____ Records for processing

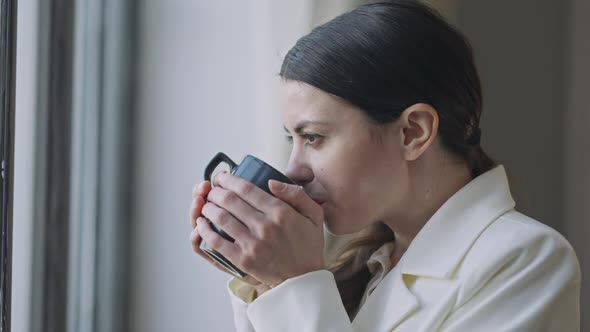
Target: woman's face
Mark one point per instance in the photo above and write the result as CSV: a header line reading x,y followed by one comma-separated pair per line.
x,y
353,168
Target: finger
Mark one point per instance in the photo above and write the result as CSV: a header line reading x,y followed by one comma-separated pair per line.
x,y
228,249
226,221
296,197
235,205
196,239
195,210
202,189
251,194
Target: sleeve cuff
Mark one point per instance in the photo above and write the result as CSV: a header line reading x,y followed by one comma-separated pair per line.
x,y
243,290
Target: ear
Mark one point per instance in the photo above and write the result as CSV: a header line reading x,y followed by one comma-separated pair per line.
x,y
419,125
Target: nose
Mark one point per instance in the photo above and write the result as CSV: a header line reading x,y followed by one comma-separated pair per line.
x,y
299,169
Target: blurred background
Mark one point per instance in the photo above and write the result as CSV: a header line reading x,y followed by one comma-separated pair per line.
x,y
120,104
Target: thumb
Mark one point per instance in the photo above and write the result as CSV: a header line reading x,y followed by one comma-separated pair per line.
x,y
295,196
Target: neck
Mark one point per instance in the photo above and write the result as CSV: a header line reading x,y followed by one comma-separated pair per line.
x,y
432,184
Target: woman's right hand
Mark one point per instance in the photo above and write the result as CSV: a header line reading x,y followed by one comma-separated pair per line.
x,y
200,193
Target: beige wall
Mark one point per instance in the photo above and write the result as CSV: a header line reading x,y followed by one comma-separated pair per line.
x,y
534,61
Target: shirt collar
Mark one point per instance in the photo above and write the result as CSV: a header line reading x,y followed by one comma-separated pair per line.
x,y
441,244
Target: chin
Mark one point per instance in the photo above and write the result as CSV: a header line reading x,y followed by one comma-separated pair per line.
x,y
336,229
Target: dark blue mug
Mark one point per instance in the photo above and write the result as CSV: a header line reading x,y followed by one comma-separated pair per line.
x,y
253,170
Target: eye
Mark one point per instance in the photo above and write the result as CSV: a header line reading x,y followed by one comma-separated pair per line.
x,y
311,139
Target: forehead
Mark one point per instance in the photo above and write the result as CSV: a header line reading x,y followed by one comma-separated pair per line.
x,y
302,102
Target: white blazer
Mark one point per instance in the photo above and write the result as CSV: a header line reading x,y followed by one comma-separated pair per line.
x,y
477,265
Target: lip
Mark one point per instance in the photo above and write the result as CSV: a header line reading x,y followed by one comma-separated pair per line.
x,y
318,201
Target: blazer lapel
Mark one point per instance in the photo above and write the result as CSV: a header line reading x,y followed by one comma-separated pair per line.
x,y
389,304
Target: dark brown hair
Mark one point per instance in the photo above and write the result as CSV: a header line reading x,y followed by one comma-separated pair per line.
x,y
383,58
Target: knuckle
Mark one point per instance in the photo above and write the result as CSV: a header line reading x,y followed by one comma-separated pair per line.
x,y
281,215
228,198
268,231
247,262
223,218
215,242
245,188
194,238
257,249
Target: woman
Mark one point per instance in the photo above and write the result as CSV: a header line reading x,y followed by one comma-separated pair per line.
x,y
382,106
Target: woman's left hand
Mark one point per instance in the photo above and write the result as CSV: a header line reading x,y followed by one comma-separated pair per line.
x,y
276,237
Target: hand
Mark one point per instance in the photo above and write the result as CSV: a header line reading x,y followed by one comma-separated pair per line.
x,y
276,237
200,193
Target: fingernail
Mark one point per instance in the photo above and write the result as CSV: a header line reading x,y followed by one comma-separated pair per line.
x,y
276,184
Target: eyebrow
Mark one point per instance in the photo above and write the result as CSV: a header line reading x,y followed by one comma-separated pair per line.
x,y
301,125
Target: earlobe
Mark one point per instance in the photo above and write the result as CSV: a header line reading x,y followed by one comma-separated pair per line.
x,y
419,129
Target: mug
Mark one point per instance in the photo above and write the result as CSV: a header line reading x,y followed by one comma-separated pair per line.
x,y
250,169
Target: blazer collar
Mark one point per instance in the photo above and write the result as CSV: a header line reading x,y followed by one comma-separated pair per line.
x,y
445,239
437,249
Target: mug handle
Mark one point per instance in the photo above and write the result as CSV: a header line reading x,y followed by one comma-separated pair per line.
x,y
218,159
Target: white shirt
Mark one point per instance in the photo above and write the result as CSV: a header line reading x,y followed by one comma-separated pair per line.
x,y
476,265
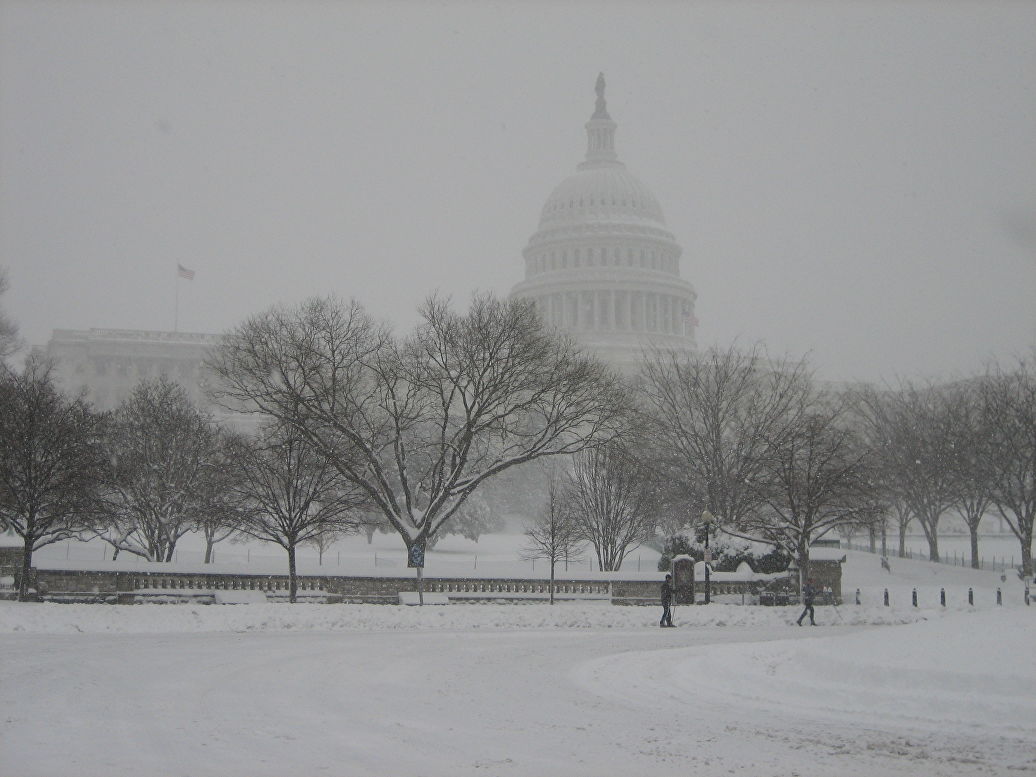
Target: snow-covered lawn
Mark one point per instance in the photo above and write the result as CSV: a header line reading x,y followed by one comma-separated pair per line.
x,y
580,689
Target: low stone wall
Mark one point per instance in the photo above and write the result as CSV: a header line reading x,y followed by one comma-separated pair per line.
x,y
162,586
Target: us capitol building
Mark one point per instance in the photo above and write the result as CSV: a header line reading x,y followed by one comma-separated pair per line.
x,y
601,267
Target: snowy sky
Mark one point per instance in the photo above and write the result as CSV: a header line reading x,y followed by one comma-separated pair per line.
x,y
855,180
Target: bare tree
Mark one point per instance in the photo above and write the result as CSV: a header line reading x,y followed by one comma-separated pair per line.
x,y
817,478
553,536
324,540
912,432
51,461
613,501
1010,406
293,494
419,424
166,470
972,456
222,516
717,414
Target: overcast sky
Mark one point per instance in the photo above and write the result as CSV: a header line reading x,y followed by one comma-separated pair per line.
x,y
856,181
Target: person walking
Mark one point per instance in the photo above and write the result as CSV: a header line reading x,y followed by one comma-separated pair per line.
x,y
808,594
666,603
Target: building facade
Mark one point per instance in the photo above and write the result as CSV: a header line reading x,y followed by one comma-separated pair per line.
x,y
602,267
107,365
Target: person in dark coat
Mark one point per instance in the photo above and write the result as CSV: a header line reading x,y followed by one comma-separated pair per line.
x,y
666,602
808,594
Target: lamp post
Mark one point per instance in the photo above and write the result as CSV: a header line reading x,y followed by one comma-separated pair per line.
x,y
793,573
708,519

________

_Work instructions:_ Repeat the lines verbatim, starting at the line with "Target: lamp post" and ending with the last line.

_Response to this exercise:_
Target: lamp post
Mark one point per instance in the photo above and write the result as CSV: a header line reading x,y followed by one comma-separated pair per line.
x,y
793,573
708,519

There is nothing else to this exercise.